* [What you should do] Restate the material verbatim, every line included.
• • • • • • •
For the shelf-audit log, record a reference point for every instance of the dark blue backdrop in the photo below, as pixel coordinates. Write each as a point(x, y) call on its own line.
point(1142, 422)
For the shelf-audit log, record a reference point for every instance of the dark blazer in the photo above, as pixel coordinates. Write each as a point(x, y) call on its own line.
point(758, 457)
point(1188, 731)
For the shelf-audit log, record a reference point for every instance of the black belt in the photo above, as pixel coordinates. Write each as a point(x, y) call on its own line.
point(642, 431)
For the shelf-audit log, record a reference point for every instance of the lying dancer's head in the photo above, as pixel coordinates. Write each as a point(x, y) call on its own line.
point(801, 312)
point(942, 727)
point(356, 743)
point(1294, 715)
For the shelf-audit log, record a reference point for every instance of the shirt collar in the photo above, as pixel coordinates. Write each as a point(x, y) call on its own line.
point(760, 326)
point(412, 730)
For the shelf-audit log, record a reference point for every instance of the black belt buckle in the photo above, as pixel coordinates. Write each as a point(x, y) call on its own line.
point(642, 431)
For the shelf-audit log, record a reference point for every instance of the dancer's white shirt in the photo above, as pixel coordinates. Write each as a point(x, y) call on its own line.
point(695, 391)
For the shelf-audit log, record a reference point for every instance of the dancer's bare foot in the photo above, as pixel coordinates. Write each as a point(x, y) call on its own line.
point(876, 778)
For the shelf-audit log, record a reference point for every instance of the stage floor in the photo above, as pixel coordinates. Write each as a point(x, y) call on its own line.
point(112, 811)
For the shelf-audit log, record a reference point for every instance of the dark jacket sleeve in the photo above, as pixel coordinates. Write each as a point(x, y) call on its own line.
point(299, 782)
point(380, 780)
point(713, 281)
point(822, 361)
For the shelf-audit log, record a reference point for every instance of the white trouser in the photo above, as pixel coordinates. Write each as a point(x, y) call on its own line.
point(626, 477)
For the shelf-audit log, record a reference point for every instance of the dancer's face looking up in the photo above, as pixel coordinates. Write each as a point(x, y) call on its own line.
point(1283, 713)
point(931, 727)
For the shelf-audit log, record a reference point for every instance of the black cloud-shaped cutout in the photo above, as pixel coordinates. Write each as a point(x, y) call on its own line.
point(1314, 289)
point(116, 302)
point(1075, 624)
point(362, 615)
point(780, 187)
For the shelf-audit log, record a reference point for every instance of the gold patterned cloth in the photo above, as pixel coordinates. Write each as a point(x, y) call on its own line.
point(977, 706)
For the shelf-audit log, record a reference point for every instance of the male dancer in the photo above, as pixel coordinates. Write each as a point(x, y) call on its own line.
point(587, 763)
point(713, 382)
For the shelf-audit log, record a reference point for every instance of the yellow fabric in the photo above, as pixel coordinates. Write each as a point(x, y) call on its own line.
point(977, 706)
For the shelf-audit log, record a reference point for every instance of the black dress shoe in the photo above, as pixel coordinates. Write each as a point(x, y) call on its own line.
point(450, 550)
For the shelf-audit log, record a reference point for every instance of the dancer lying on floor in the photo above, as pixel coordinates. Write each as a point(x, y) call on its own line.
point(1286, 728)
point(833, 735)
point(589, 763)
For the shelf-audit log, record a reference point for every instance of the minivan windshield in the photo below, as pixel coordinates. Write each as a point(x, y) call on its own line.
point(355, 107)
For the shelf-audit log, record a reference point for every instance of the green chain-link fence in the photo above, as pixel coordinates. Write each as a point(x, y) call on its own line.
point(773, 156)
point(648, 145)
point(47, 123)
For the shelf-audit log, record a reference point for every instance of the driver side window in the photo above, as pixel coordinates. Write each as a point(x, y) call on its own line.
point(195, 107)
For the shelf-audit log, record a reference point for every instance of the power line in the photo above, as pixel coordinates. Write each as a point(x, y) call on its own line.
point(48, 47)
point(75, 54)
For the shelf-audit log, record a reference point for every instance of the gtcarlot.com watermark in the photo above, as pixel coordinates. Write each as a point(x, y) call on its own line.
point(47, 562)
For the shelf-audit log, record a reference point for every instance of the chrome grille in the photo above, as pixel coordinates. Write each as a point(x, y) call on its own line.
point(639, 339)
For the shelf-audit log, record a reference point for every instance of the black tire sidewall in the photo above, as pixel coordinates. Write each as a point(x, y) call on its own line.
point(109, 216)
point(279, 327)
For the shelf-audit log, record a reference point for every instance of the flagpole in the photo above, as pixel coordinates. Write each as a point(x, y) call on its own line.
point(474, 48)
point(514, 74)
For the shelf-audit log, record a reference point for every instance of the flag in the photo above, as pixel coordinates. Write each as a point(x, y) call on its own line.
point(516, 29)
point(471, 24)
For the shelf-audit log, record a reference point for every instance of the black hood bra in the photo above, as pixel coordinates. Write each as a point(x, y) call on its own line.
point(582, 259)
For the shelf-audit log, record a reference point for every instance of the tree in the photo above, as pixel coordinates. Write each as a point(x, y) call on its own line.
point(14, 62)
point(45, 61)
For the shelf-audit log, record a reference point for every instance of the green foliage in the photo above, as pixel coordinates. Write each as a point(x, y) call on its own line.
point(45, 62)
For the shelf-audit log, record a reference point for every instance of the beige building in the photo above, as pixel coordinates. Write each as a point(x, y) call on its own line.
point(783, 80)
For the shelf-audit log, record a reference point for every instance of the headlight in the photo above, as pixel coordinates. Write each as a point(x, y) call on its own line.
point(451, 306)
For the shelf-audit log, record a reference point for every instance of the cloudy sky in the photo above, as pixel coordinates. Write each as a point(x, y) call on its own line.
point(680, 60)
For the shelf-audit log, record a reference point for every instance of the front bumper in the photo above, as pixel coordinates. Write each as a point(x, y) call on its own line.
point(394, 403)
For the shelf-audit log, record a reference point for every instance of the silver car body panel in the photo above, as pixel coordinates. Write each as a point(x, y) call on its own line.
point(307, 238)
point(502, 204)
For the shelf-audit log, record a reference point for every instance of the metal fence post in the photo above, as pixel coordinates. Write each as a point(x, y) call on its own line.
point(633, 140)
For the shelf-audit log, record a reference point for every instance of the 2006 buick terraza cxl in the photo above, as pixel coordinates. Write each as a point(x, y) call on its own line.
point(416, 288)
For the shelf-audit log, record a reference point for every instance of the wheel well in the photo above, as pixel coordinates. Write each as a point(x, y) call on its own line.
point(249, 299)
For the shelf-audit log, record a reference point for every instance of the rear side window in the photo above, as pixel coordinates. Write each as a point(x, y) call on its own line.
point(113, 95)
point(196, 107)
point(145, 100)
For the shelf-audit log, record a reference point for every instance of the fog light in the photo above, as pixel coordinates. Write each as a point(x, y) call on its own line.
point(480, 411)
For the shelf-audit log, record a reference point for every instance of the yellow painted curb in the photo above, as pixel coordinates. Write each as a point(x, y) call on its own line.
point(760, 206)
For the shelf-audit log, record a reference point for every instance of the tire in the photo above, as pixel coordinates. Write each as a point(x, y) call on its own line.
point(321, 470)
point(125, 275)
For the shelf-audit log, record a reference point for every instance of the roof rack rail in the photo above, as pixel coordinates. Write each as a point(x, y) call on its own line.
• • • • • • •
* [Reply to the task]
For the shelf-audit log, record a reference point for every instance of the dark blue backdrop in the photo below, as pixel coordinates. Write each as a point(x, y) call on its own line.
point(1142, 422)
For the shelf-audit log, record a reference point for every instance of the dark blazer in the photo above, as pixel coordinates. Write each as a point(x, y) call on its own line.
point(758, 457)
point(1188, 731)
For the shelf-audit log, record a reference point for every instance of the black belt in the photo above, as pixel coordinates. Write each as a point(x, y) call on its own line.
point(642, 431)
For the shelf-audit log, record a reference point for every instance of the lying dancer's head in the photo above, as pixel coordinates. Write each as a point(x, y) call on its own line.
point(801, 312)
point(942, 727)
point(356, 743)
point(1294, 715)
For the shelf-audit log, record a reference point for every instance of the shirt collar in the photo above, as pixel coordinates. Write each as a point(x, y) call on its own line.
point(760, 326)
point(412, 730)
For the shelf-audit log, record a reference point for every instance of the black belt buckle in the photo above, as pixel coordinates. Write each as a point(x, y) call on its own line.
point(642, 431)
For the shelf-audit log, record a reference point for every instance of the dancer's white shirt in the photo above, as pixel coordinates. Write each as a point(x, y) call on its own line.
point(695, 391)
For the shelf-audit log, record a reference point for every instance of the dancer's bare foot in the photo above, as pixel coordinates. Write each as a point(x, y) call on its own line.
point(876, 778)
For the shelf-audit log, record a reference point for every instance of the stage floor in the photo above, as pixel coordinates. Write each as a point(x, y) call on its own line.
point(112, 811)
For the shelf-audit log, record a reference point for every instance of the dark jacket sleeve in the photo above, as pixel coordinates. Write each as a point(x, y) call on its own line.
point(299, 782)
point(380, 780)
point(713, 281)
point(822, 361)
For the shelf-audit log, record a reference point for every instance of the white trouser in the photo above, as pixel coordinates. Write each as a point(x, y) call on its own line.
point(626, 477)
For the shelf-audit log, record a reference point for every instance of the dancer's face looking up in the photo above, as pixel coordinates. Write each as a point(x, y) call on its own line.
point(1283, 713)
point(931, 727)
For the shelf-audit log, record a reference point for every instance of the black cloud-shaped cutout in the photo above, as pixel coordinates. Write each as a point(x, y) call on its own line.
point(1314, 289)
point(116, 302)
point(1075, 624)
point(362, 615)
point(780, 187)
For the shelf-audit log, record a reference point for every instance of the gold patterned cloth in the photo above, as pixel coordinates. Write each as a point(x, y) call on its own line.
point(977, 706)
For the shelf-audit log, record a reference point for every instance of the male dancer in the photo above, as pixel coordinates. Write each as a point(x, y) call on its own line.
point(587, 763)
point(713, 382)
For the shelf-audit log, record a reference point for every instance of the yellow fabric in the photo above, as pixel coordinates. Write each as a point(x, y) call on its own line.
point(977, 706)
For the shelf-audit log, record a reference point for every instance of the black dress shoe in the photo above, as pixel coordinates. Write each as a point(x, y) call on its own line.
point(450, 550)
For the shelf-audit log, record a reference point for every instance of the dancer lying on floor in the photo above, as pixel coordinates. Write each as a point(x, y) call on its own line.
point(1286, 728)
point(833, 735)
point(589, 763)
For the shelf-audit log, record a reference point for every instance of the minivan windshield in the photo below, as pixel coordinates. Write each as a point(x, y) call on its own line.
point(355, 107)
For the shelf-audit log, record a reference point for every instance of the green chain-link fence in the photo above, as pixel coordinates. Write each as a point(x, y) call on its own line.
point(773, 156)
point(648, 145)
point(47, 123)
For the shelf-audit log, record a reference point for every instance of the driver side window in the photo above, as pixel coordinates. Write each as a point(x, y) call on its own line.
point(195, 107)
For the shelf-audit log, record a reference point for every instance of the power line in the photo above, as pixel coordinates. Write each as a point(x, y) call on its own line.
point(48, 47)
point(75, 54)
For the shelf-audit log, record a reference point for every instance of the gtcarlot.com watermark in the photo above, as pixel coordinates. Write each as a point(x, y) call on its own line.
point(47, 562)
For the shelf-audit log, record a reference point for every instance of the chrome grille in the photo above, as pixel coordinates. Write each as a point(x, y) call on its own line.
point(639, 339)
For the shelf-audit log, record a reference point for every instance of the black tire sidewall in the photo above, as pixel coordinates. Write each as a point(x, y) call on its own line.
point(109, 216)
point(279, 327)
For the shelf-audit log, record a reference point for every instance of the flagpole in the photo above, as pixel coordinates. Write each as a point(x, y) call on its own line.
point(474, 48)
point(514, 74)
For the shelf-audit log, record a reference point for every instance of the flag in the photo above, as pixel coordinates. Write each as a point(x, y) call on its own line.
point(516, 29)
point(471, 24)
For the shelf-audit log, record a reference point for every instance of the black hood bra in the photo above, as pixel coordinates. Write each as a point(x, y) call on its own line.
point(582, 259)
For the shelf-audit log, record a reference point for every instance of the tree in the photo above, as pixel coordinates. Write each as a point(x, y) call on its own line.
point(14, 62)
point(45, 61)
For the shelf-audit log, record a reference point for every instance of the green foliage in the photo above, as pixel coordinates. Write each as a point(x, y) call on its own line.
point(45, 62)
For the shelf-audit log, record a reference point for every instance of the beige building in the photo above, as pixel coordinates. Write each as a point(x, y) call on its own line.
point(783, 80)
For the shelf-audit log, record a reference point for every instance of the headlight in the photo above, as pixel coordinates. Write each as a point(x, y) call on its own line.
point(451, 306)
For the shelf-audit log, record a reference point for every instance of the cloudy sky in the photo above, as pixel coordinates. Write each as a point(x, y) call on its own line.
point(680, 60)
For the shelf-audit log, record a reference point for every instance of the front bumper in the photo above, as pixel coordinates. Write each as a point(x, y) call on its own line.
point(394, 403)
For the shelf-audit log, record a reference point for every instance of the silver car body panel in the photo above, as pixel coordinates. Write each as a point(x, y) call on its own line.
point(307, 238)
point(502, 204)
For the shelf-audit log, record a reference point for every instance of the metal fence post in the photo above, as pixel coordinates. Write each as a point(x, y) call on its own line.
point(633, 140)
For the shelf-audit log, record a reference point for every instance of the 2006 buick terraza cxl in the photo above, as pixel coordinates. Write each as a point(x, y) call on its own line.
point(416, 288)
For the shelf-audit log, record a reference point for every instance of the wheel well in the photo above, as pixel coordinates. Write each as a point(x, y) call on its own line.
point(249, 299)
For the shelf-audit log, record a reference point for every instance of the rear side window in the photo above, as pixel coordinates. Write each as a point(x, y) call on its own line.
point(113, 95)
point(196, 107)
point(145, 100)
For the shelf-audit log, record a reference point for every instance of the fog light in the photo above, as pixel coordinates. Write each as a point(x, y) call on its own line.
point(480, 411)
For the shelf-audit log, record a reference point for every instance of the yellow painted curb in the photo above, as pixel coordinates. Write each as a point(x, y) call on its own line.
point(760, 206)
For the shelf-audit log, record a reference point for every instance of the tire in the photo above, as pixel coordinates. Write each as a point(x, y) call on its own line.
point(321, 470)
point(125, 275)
For the shelf-audit log, record a reference point for every instance of the roof rack rail in the photo above, as pixel coordinates. Write each as a point(x, y) call on its own line.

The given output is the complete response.